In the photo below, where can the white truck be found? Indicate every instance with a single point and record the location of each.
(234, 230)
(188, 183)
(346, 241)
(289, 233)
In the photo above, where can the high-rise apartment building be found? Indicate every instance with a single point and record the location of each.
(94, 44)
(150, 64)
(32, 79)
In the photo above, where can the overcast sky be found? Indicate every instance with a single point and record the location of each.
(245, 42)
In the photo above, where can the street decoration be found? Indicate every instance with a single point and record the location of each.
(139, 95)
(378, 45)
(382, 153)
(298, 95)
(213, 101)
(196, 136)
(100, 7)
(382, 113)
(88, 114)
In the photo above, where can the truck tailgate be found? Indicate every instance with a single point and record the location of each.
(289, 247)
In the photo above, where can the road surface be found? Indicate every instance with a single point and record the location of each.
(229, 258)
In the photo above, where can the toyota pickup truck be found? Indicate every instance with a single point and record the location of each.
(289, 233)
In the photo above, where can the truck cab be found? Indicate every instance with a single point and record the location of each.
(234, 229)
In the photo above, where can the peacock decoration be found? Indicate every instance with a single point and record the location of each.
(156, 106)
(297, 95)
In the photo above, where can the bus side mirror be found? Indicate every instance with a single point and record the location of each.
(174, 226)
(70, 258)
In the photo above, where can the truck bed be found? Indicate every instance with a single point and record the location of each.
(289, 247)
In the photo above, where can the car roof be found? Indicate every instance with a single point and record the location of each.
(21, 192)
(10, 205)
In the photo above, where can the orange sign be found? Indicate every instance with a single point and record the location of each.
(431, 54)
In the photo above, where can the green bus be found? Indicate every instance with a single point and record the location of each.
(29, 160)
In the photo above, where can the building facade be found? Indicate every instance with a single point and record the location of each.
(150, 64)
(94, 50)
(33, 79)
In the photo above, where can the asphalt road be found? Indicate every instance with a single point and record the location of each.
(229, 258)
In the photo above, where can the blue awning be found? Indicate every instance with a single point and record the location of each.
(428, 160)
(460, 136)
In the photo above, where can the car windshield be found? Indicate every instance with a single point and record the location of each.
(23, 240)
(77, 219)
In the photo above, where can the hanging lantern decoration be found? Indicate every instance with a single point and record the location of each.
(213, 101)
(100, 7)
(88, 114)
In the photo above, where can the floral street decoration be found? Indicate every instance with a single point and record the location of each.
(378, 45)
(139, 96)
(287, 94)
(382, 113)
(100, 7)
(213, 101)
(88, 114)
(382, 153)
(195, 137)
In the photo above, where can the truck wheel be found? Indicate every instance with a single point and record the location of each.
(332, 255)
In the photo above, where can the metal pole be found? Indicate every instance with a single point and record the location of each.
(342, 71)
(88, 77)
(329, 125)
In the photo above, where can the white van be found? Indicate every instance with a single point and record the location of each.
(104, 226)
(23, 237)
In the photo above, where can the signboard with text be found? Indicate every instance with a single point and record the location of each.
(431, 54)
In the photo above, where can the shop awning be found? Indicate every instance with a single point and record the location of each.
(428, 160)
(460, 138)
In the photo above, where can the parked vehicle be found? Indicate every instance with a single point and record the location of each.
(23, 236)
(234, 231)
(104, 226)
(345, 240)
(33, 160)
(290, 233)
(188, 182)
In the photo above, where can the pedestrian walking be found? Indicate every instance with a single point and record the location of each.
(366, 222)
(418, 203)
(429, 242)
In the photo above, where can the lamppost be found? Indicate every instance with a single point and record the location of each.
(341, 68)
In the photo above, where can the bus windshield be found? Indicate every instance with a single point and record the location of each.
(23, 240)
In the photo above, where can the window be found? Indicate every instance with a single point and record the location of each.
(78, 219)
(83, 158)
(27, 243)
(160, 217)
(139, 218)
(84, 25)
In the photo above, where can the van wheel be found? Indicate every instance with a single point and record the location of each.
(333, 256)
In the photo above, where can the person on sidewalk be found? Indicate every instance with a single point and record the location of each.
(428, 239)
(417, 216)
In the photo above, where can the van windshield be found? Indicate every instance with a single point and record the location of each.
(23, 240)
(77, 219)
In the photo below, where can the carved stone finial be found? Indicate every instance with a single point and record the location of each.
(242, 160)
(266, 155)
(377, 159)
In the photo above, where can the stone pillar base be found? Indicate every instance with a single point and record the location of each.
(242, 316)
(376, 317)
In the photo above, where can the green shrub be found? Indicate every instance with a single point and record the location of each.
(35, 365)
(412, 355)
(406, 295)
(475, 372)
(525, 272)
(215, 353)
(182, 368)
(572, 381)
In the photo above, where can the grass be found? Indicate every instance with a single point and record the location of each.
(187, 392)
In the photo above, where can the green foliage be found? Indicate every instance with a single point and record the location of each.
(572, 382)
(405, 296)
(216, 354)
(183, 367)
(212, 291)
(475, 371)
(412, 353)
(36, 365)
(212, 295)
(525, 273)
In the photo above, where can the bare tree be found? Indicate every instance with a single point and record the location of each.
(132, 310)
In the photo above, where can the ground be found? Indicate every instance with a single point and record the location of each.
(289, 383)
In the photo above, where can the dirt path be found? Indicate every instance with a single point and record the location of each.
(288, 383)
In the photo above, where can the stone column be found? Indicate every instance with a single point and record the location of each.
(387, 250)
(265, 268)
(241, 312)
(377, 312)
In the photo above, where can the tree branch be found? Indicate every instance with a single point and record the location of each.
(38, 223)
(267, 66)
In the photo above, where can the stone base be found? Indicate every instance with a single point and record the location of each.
★ ★ ★ ★
Everything in the listing should be written out again exactly.

- **Answer for the task**:
In the photo below, where can the white truck be found? Indicate every instance with a single point and record the location of each.
(234, 230)
(188, 183)
(346, 241)
(289, 233)
In the photo above, where can the high-rise apartment building be found? Indicate every instance with a single point and record the location of each.
(94, 44)
(150, 64)
(32, 79)
In the photo above, where can the overcast sky be found? Indicate every instance with a single point and record the location of each.
(245, 42)
In the photo above, where can the street decoration be found? Indicate every instance with a single point and record the location of each.
(139, 95)
(378, 45)
(382, 153)
(298, 95)
(213, 101)
(196, 136)
(100, 7)
(382, 113)
(88, 114)
In the photo above, where can the truck tailgate be found? Indicate every instance with a single point and record the location of each.
(289, 247)
In the photo above, where can the road surface be found? Indicate every instance with a single point and record the location of each.
(229, 258)
In the photo above, where can the toyota pickup truck be found? Indicate every instance with a single point and record the location of each.
(289, 233)
In the photo above, where can the truck cab be found? Indicate every instance with a single point and record the location of each.
(234, 229)
In the photo above, where can the peacock decoration be found? Indicate every instance with a single point and record the location of each.
(156, 106)
(297, 95)
In the photo above, where can the bus side mirror be found? Indicate every instance with a single point and record the location of each.
(174, 226)
(70, 258)
In the photo above, where can the truck bed be found? Indicate every instance with a single point and record the location of each.
(289, 247)
In the photo above, where can the car roof be found? Indicate every instance with a single point and record the location of each.
(21, 192)
(10, 205)
In the photo above, where can the orange sign be found? Indicate every instance with a single point and record the location of each.
(431, 54)
In the photo above, where can the green bus be found? Indicate every instance with a single point and record the location of each.
(29, 160)
In the photo above, where can the building facade be found? Indicate every instance with a single point and record the location of each.
(150, 64)
(94, 50)
(33, 79)
In the photo above, where can the asphalt road be found? Indicate every instance with a single point and record the location of each.
(229, 258)
In the photo above, where can the blue awning be found? Indicate every instance with a single point and record the location of each.
(428, 160)
(460, 136)
In the photo above, where can the car windshield be found? Indicate every instance with a single point and record the location of each.
(23, 240)
(77, 219)
In the photo above, where can the hanging lantern decoration be found? Indicate every instance with a single point and record the location of each.
(213, 101)
(100, 7)
(88, 114)
In the photo above, where can the floral street decoration be found? Indicate every instance with a single point and record the location of each.
(378, 45)
(139, 96)
(287, 94)
(382, 113)
(100, 7)
(213, 101)
(88, 114)
(382, 153)
(195, 137)
In the photo above, where can the truck wheel be found? Indicate every instance with a single point and record the location of each.
(332, 255)
In the photo above, where can the metal pole be found? Indicate every instance with a single point and record the location of each.
(342, 71)
(88, 77)
(329, 125)
In the photo above, where can the white van be found? Indicate every instance with a single point and record the location of each.
(104, 226)
(23, 237)
In the photo above, where can the signboard with text be found? Indicate every instance with a single point and record the location of each.
(431, 54)
In the photo above, where can the shop awning be found? Indicate every instance with a single point and record the location of each.
(428, 160)
(460, 138)
In the photo above, where can the parked vehicle be found? Indicate every instance with a single point and record the location of each.
(23, 236)
(234, 231)
(104, 226)
(345, 240)
(33, 160)
(290, 233)
(188, 182)
In the photo above, where can the pedestrian walking be found? Indicate every instance with a single point and record the location of each.
(366, 222)
(418, 203)
(429, 242)
In the photo above, where can the lamppost be found? Indicate every instance with a single point and record the location of each.
(341, 68)
In the photo above, where can the bus windshield be found? Indicate every instance with a single point and record the location of each.
(23, 240)
In the photo above, where can the window be found? Indicate every instance with a single point and record the location of each.
(78, 219)
(83, 158)
(27, 243)
(160, 217)
(139, 218)
(84, 25)
In the photo above, where can the van wheel be found? Indicate every instance with a single point and record the location of each.
(333, 256)
In the photo above, where can the person on sidewalk be found? Indicate every instance with a single point and record the location of each.
(428, 239)
(417, 216)
In the photo above, where can the van windshield be found? Indicate every instance with a single point and record the location of each.
(23, 240)
(77, 219)
In the photo below, where can the carved stone finial be found? Indicate every instance with a single point and record the location of each.
(242, 160)
(266, 155)
(377, 159)
In the photo above, where can the stone pillar base be found? Indicate every instance with a single point and record the location of each.
(242, 316)
(376, 317)
In the photo above, where can the green shrub be found? Indicate every instance with a single point and record the location of each.
(35, 365)
(412, 355)
(406, 295)
(475, 372)
(525, 272)
(215, 353)
(182, 368)
(572, 381)
In the photo above, where can the grass be found? Indicate every instance with a single point and record the location of each.
(187, 392)
In the photo above, where can the green foliage be found? Indicate every instance with a single point and record the location of each.
(572, 382)
(405, 296)
(216, 354)
(183, 367)
(212, 291)
(475, 371)
(412, 353)
(36, 365)
(212, 295)
(525, 273)
In the photo above, where can the bare tree be found? Indicate every instance with a single point and record the location of each.
(132, 310)
In the photo above, where can the ground be found? Indicate every instance with a single point and record the location of each.
(289, 383)
In the photo above, where can the dirt path be found? Indicate every instance with a single point and record the location of each.
(288, 383)
In the photo above, where can the stone column be found? Indicate every instance with a single point and record the location of each.
(387, 250)
(265, 268)
(241, 312)
(377, 312)
In the photo above, where can the tree branch be found? Indicate every instance with a single point and record the location of each.
(38, 223)
(267, 66)
In the photo above, where can the stone base be found? Indicate every instance with a single point and record the location of each.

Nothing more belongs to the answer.